Without including any images, output the listing below exactly.

-----

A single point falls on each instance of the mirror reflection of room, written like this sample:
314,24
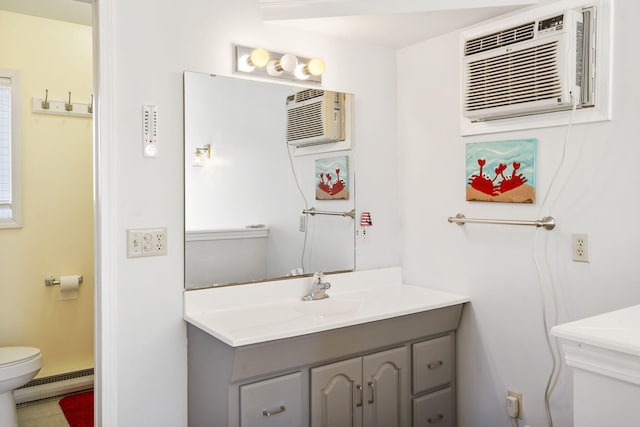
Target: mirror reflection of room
247,184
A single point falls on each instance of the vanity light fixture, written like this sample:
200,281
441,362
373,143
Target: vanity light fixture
315,67
248,62
201,155
260,62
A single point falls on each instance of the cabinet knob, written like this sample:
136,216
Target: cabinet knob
435,365
270,412
373,393
437,419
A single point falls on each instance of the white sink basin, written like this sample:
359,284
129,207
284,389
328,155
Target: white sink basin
249,314
330,307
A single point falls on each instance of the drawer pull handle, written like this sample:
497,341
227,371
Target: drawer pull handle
435,365
268,413
373,393
435,420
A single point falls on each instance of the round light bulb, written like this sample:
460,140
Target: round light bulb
259,57
244,64
274,69
315,67
288,62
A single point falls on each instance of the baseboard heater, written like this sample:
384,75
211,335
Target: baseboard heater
54,386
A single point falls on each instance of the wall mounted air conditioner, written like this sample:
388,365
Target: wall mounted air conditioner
540,65
315,117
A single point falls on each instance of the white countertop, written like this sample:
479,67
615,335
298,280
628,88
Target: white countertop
617,331
607,344
259,312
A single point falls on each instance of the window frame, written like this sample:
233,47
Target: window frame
15,216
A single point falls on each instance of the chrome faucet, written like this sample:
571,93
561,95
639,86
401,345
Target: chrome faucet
318,288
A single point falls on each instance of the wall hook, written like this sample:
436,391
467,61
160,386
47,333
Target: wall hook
45,103
68,106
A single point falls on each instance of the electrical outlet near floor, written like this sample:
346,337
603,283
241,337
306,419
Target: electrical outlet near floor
514,410
580,247
143,242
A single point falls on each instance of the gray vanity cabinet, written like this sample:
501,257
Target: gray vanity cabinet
433,379
371,374
365,391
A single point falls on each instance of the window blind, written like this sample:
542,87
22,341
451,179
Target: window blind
5,140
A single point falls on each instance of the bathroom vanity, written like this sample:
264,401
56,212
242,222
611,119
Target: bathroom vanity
375,353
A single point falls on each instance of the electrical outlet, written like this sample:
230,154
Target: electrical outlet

-----

• [RESPONSE]
A single point falls on each instance of the mirror reflection of room, written like this sample:
314,24
Target: mirror reflection of room
247,184
A single point falls on each instance of the vanity light fixture, written like this sample:
200,281
441,362
373,143
Target: vanity light fixture
315,67
248,62
201,155
260,62
A single point falls on each instance of the cabinet knob, written like this sample:
136,216
Target: cabinet knob
435,365
270,412
373,393
437,419
A single point falls on each instance of the white sink basin, written like this sample:
359,284
129,207
284,389
328,155
Target: white sink basin
249,314
330,307
A single point falls on each instance of the drawer pull handle, written like this sample:
497,341
227,371
Target: drawer pull handle
435,365
268,413
373,393
435,420
A single point falls on each instance of the round light bulb, written like this sample:
460,140
Target: round light bulb
259,57
244,64
274,69
315,67
288,62
A single point falls on each instance of the baseboard heater, written like this sample:
384,75
211,335
Target: baseboard heater
54,386
A single point falls on each instance of the wall mounted air conditioner, written like this sample:
388,365
Target: wall mounted air conditioner
540,65
315,117
A single point falls on each instance of the white countertop, written like this sample:
479,67
615,335
298,280
628,88
Target: white countertop
617,331
607,344
259,312
A single point falls on each instance of the window frame, written like this sample:
233,47
Target: window frame
15,216
A single point falls on each instance of the chrome faucet, written like this sample:
571,93
561,95
639,86
401,345
Target: chrome faucet
318,288
A single point falls on each instance of the wall hook, written like this sample:
436,391
467,61
160,386
47,333
Target: wall hook
45,103
68,106
A single point falls on each instance of the electrical outlet near floor, written like this sample:
346,337
603,283
241,337
306,419
Target: electrical outlet near floor
514,410
580,247
143,242
A single point falls on each instance of the gray vanity cabinet, written like this sample:
501,257
Target: gray vanity cabinet
433,379
371,374
365,391
A single point falls on each instance of the window blind, written like this sample:
542,87
22,341
451,179
Target: window blind
5,140
A single point falls on each instance of the bathroom vanity, written like this sample:
264,401
56,212
242,222
611,119
Target: bathroom vanity
375,353
A single point falls on each instance of the electrical outlet, written like this sample:
230,154
Target: electrical outlet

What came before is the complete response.